Work required:
When you write the records again, keep every line exactly as it was.

### Task inputs

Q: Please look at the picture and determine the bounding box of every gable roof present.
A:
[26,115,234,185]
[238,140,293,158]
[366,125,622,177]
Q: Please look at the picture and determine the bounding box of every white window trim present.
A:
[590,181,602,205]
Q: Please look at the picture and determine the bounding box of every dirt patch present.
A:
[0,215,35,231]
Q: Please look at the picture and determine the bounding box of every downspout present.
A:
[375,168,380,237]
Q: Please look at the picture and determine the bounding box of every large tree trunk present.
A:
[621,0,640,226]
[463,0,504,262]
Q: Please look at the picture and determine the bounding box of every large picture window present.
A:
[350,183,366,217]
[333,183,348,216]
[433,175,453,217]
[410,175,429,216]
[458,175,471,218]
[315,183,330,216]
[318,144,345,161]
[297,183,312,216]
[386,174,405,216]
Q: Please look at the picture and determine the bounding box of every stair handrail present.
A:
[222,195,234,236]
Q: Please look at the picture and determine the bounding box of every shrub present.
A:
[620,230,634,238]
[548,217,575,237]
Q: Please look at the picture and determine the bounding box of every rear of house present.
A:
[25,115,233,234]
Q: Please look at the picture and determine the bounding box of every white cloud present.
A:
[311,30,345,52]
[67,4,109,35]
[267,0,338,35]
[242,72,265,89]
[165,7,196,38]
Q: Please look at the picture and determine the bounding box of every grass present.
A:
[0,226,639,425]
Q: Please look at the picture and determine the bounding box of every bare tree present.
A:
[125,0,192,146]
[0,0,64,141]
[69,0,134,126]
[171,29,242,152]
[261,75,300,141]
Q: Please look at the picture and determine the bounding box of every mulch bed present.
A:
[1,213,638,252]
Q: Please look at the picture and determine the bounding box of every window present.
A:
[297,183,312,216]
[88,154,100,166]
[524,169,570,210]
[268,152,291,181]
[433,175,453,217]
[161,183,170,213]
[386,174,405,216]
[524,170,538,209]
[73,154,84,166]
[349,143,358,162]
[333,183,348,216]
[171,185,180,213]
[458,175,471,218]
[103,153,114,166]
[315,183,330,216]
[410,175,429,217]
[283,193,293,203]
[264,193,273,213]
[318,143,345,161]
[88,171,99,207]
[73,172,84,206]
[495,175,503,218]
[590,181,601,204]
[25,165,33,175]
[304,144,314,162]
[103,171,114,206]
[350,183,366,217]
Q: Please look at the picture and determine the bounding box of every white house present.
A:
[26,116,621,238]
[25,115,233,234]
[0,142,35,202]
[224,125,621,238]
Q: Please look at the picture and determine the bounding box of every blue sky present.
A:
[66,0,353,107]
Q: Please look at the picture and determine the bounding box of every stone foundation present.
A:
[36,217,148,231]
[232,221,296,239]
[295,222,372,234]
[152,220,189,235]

######

Exercise answer:
Q: Please look at the picture and determine the bounding box of every gable roof present.
A:
[26,115,234,185]
[238,140,293,158]
[366,125,622,177]
Q: Please look at the picture and determine the bounding box of every white window trim present.
A:
[590,181,602,205]
Q: Please look at the picture and determine the bounding box of every dirt patch present.
A:
[0,215,35,231]
Q: Please look at the picture and determine the bounding box of every downspout present.
A:
[375,168,380,237]
Q: Please look at the picture and determine the bounding box of every large tree trunk present.
A:
[621,0,640,226]
[463,0,504,262]
Q: Please look at the picture and determine the bounding box of every large picture window present.
A:
[350,183,366,217]
[333,183,348,216]
[433,175,453,217]
[410,175,429,216]
[458,175,471,218]
[315,183,330,216]
[318,144,345,161]
[297,183,312,216]
[386,174,405,216]
Q: Please look at the picture and determine the bounding box of every stair handrail present.
A:
[222,195,234,236]
Q: Please look at the picture and determine the bounding box of every shrub present.
A:
[620,230,634,238]
[548,217,575,237]
Q: Please look at the picture and determine the bounding box of every rear of house present.
A:
[25,115,233,234]
Q: Please look at the picture and determine the bounding box of every white cloud present.
A:
[311,30,345,52]
[67,4,109,35]
[267,0,338,35]
[242,72,265,89]
[165,7,196,38]
Q: Please look at the picture and determine the bounding box of every grass present.
A:
[0,226,639,425]
Q: Please look at the picture and determine the bounding box of every bare tree present.
A:
[125,0,192,146]
[0,0,64,141]
[69,0,134,126]
[171,29,242,152]
[261,75,300,141]
Q: Please look at the picture and determine the bounding box of every mulch bed present.
A:
[1,213,638,252]
Q: Please look at the picture and determine the bounding box of every window present.
A:
[297,183,312,216]
[88,154,100,166]
[524,169,570,210]
[268,152,291,181]
[433,175,453,217]
[161,183,170,213]
[386,174,405,216]
[524,170,538,209]
[73,154,84,166]
[349,143,358,162]
[333,183,348,216]
[171,185,180,213]
[458,175,471,218]
[103,153,114,166]
[315,183,330,216]
[410,175,429,217]
[283,193,293,203]
[264,193,273,213]
[318,143,345,161]
[88,171,99,207]
[73,172,84,206]
[495,175,503,218]
[590,181,601,204]
[25,165,33,175]
[304,144,314,162]
[103,171,114,206]
[350,183,366,217]
Q: Please look at the picture and determine the bounding box of every white house present.
A:
[26,116,621,238]
[25,115,233,234]
[0,142,35,202]
[224,125,621,238]
Q: Please look at the picture and determine the bounding box of every blue sky present.
A:
[66,0,353,107]
Q: Please look at the picture and determine the bounding box of every stone foundation present.
A:
[36,217,148,231]
[232,221,296,239]
[295,222,372,234]
[152,220,189,235]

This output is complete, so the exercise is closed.